### Page excerpt
----------------------------------------
# One way of doing it ( box joint template )



## Router is still my name (May 3, 2006)

I made mine a different way for 1" box joint. My way is very Dangerous (will not attempt it again) using an original template with a gap between template and the work piece and using a large router bit with 5/8 collar.
So after few attempts and managing to make one 1-1/8 on 7/8 = 1” joints) , I realized given my track record with accidents, how lucky I was I didn’t end up with another gash above my eye.  

So here’s an easier and less insane way of trying.

http://www.melevsreef.com/acrylics/teeth.html


Although I must say that even though the completed work pieces look perfect, each individual pin and gap must be measured with caliper and also tested. Even a small off-set like 1/32 will make the joints useless.


----------



## Mike (Nov 22, 2004)

Router, I think you have a knack for finding the most difficult/dangerous way to build a project. Just out of curiosity what were the 1" box joints used on?


----------



## Router is still my name (May 3, 2006)

Hi Mike,
They were going to be used on my current large floor standing speaker project.

During the template project, my wife was having another one of her (please be careful sessions :'( . But after all that work and putting her through a week of prayers, I decided on the ½ inch box joints instead using my PC template. 

Why you ask, well the reason is that in order to cut 1 inch box joints in a ¾ inch thick wood ( walnut in this case) either you have to use a 1 inch router bit or make 2 passes using a ½ inch router bit.
----------------------------------------
### Extracted entries
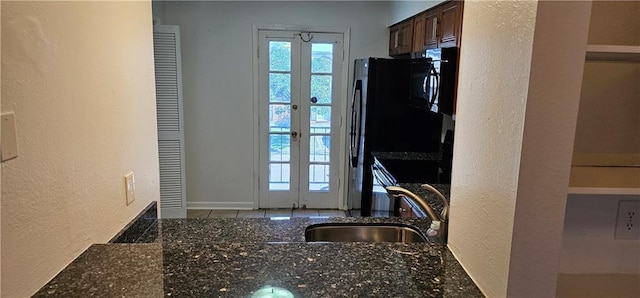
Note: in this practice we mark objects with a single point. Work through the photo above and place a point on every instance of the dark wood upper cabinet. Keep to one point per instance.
(418, 32)
(431, 29)
(449, 24)
(438, 27)
(401, 38)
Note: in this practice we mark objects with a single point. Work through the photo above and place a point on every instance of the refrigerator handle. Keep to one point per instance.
(353, 148)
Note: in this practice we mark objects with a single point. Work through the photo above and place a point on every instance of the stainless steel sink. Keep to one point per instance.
(358, 232)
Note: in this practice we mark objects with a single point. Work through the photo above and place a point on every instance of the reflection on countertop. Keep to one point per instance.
(235, 257)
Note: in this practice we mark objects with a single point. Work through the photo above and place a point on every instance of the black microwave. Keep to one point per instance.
(433, 80)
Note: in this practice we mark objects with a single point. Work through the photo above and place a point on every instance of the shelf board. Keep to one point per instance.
(613, 53)
(604, 180)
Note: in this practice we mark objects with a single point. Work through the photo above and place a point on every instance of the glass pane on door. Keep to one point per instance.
(321, 57)
(279, 176)
(279, 75)
(279, 56)
(318, 177)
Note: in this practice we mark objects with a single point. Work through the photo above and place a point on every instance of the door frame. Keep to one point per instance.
(342, 174)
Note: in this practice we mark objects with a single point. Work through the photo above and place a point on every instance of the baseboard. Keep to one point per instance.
(142, 229)
(220, 205)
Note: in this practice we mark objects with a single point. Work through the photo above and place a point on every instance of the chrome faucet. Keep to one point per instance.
(437, 221)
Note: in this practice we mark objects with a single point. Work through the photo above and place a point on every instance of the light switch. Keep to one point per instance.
(130, 188)
(9, 142)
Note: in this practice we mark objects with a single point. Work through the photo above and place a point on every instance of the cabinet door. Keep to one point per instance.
(394, 39)
(431, 29)
(406, 37)
(449, 24)
(419, 32)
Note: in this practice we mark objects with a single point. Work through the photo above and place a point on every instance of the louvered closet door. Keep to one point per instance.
(166, 49)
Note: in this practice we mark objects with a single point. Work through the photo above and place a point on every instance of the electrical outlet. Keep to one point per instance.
(628, 221)
(130, 188)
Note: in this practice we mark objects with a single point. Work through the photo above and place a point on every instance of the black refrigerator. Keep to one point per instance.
(383, 120)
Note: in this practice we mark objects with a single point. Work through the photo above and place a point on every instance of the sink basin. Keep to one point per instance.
(358, 232)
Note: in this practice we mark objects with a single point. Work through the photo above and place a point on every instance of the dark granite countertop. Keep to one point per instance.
(408, 155)
(433, 200)
(240, 257)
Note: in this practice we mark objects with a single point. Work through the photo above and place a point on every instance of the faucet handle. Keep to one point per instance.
(445, 202)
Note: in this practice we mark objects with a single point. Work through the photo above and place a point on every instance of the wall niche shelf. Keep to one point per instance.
(613, 53)
(605, 174)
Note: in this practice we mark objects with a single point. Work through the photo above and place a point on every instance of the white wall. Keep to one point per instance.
(217, 55)
(400, 10)
(588, 245)
(0, 171)
(608, 125)
(608, 122)
(520, 75)
(79, 76)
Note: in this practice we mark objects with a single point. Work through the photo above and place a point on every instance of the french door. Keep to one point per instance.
(300, 77)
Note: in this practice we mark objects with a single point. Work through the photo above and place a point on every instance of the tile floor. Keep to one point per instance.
(265, 213)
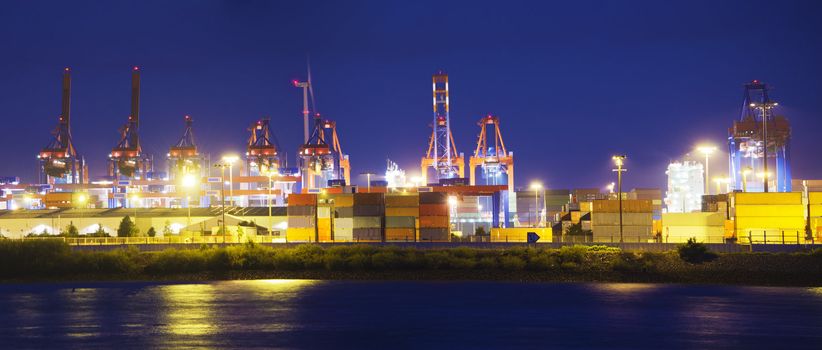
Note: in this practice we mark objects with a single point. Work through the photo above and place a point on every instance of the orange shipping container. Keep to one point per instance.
(302, 199)
(434, 209)
(434, 221)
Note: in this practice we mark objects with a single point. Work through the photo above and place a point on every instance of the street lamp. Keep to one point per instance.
(745, 173)
(230, 159)
(707, 151)
(619, 160)
(536, 186)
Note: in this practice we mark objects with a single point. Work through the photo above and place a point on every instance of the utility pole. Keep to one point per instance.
(619, 160)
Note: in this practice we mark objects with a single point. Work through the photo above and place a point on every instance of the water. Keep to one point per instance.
(397, 315)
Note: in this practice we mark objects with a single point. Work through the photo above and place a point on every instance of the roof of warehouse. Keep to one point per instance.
(141, 212)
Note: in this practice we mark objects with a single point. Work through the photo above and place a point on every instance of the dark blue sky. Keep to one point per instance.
(573, 82)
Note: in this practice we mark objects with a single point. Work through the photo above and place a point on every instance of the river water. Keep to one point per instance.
(399, 315)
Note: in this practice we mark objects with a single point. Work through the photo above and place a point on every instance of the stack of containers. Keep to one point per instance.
----------------------------------------
### Goals
[a] From the box joint thread, list every distinct measurement given as a fraction or mixed number, in the order each first appears.
[b] List every line of the entries that contains the word "wall".

### Final answers
[a] 5/8, 1-1/8, 7/8, 1/32, ½, ¾

[b]
Note: in this practice we mark objects with a single point. Work through the photo above and place a point on every instance of the wall niche shelf. Keep to one point per instance.
Note: in this practice we mark objects with a single point. Work through the photo above and place a point on every instance of the white wall. Keep to one point per instance.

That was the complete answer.